* _Exercise instructions_: Turn the lines below into a JSON list of strings with one string per line, leaving out blank lines.

* _Working data_:
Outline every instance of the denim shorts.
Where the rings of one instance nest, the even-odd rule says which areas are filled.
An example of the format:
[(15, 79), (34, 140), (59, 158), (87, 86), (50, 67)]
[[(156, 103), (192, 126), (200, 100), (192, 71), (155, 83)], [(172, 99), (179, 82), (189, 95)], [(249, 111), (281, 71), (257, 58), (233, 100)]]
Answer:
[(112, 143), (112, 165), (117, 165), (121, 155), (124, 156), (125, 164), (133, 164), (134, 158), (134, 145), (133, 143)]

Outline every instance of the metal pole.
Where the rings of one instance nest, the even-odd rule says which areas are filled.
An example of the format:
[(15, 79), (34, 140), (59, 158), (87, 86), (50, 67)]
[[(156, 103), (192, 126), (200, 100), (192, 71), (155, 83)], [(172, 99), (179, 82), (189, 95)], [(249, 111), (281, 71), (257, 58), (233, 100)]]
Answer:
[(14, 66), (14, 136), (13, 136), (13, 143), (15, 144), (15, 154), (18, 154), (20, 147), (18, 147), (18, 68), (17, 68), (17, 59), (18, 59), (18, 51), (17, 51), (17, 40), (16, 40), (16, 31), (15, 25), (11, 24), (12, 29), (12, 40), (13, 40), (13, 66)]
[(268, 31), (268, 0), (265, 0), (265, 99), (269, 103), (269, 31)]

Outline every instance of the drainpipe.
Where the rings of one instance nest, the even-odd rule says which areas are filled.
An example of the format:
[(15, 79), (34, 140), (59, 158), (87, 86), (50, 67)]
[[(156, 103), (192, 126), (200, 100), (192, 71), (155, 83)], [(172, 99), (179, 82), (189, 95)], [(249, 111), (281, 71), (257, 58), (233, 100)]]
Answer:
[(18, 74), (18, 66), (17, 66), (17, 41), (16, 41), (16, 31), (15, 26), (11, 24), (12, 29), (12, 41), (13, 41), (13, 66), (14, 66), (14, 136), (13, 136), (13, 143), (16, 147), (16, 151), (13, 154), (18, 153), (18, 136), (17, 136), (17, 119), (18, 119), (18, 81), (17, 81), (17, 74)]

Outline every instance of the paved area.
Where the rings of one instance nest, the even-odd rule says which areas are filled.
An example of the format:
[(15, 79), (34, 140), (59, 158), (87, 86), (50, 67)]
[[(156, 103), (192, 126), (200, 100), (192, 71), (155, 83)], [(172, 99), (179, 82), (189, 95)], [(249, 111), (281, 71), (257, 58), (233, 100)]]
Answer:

* _Reply_:
[
  "Outline every instance of the denim shorts.",
  "Where the rings of one instance nest, the even-odd rule says which areas are filled.",
  "An example of the format:",
  "[(15, 79), (34, 140), (59, 158), (87, 86), (50, 67)]",
  "[[(156, 103), (192, 126), (200, 100), (192, 71), (155, 83)], [(172, 99), (179, 82), (189, 95)], [(249, 111), (281, 71), (257, 58), (233, 100)]]",
  "Answer:",
  "[(112, 143), (112, 165), (117, 165), (121, 155), (124, 156), (125, 164), (133, 164), (134, 158), (134, 145), (133, 143)]",
  "Outline every instance of the metal pole.",
  "Where the rings of one instance nest, the even-odd rule says which areas are filled.",
  "An example of the format:",
  "[(15, 79), (34, 140), (59, 158), (87, 86), (50, 67)]",
  "[[(156, 103), (192, 126), (200, 100), (192, 71), (155, 83)], [(172, 99), (179, 82), (189, 95)], [(249, 111), (281, 71), (257, 58), (233, 100)]]",
  "Answer:",
  "[(14, 66), (14, 136), (13, 136), (13, 143), (15, 144), (15, 154), (18, 154), (20, 147), (18, 147), (18, 68), (17, 68), (17, 59), (18, 59), (18, 51), (17, 51), (17, 40), (16, 40), (16, 31), (15, 25), (11, 24), (12, 29), (12, 40), (13, 40), (13, 66)]",
  "[(268, 31), (268, 0), (265, 0), (265, 99), (269, 103), (269, 31)]",
  "Outline every instance of the drainpipe.",
  "Where the rings of one instance nest, the even-odd rule says which areas are filled.",
  "An example of the format:",
  "[(15, 79), (34, 140), (59, 158), (87, 86), (50, 67)]",
  "[[(156, 103), (192, 126), (200, 100), (192, 71), (155, 83)], [(172, 99), (179, 82), (189, 95)], [(249, 111), (281, 71), (257, 58), (233, 100)]]",
  "Answer:",
  "[(18, 74), (18, 66), (17, 66), (17, 41), (16, 41), (16, 31), (15, 26), (11, 24), (12, 29), (12, 41), (13, 41), (13, 66), (14, 66), (14, 136), (13, 136), (13, 143), (16, 147), (16, 151), (13, 154), (18, 153), (18, 136), (17, 136), (17, 119), (18, 119), (18, 81), (17, 81), (17, 74)]",
  "Outline every instance of the paved area.",
  "Where the rings of one instance nest, the even-odd rule says which areas are filled.",
  "An example of the format:",
  "[(15, 79), (34, 140), (59, 158), (87, 86), (50, 67)]",
  "[[(156, 103), (192, 126), (200, 100), (192, 71), (155, 83)], [(172, 99), (179, 82), (189, 95)], [(249, 111), (281, 71), (257, 58), (233, 100)]]",
  "Answer:"
]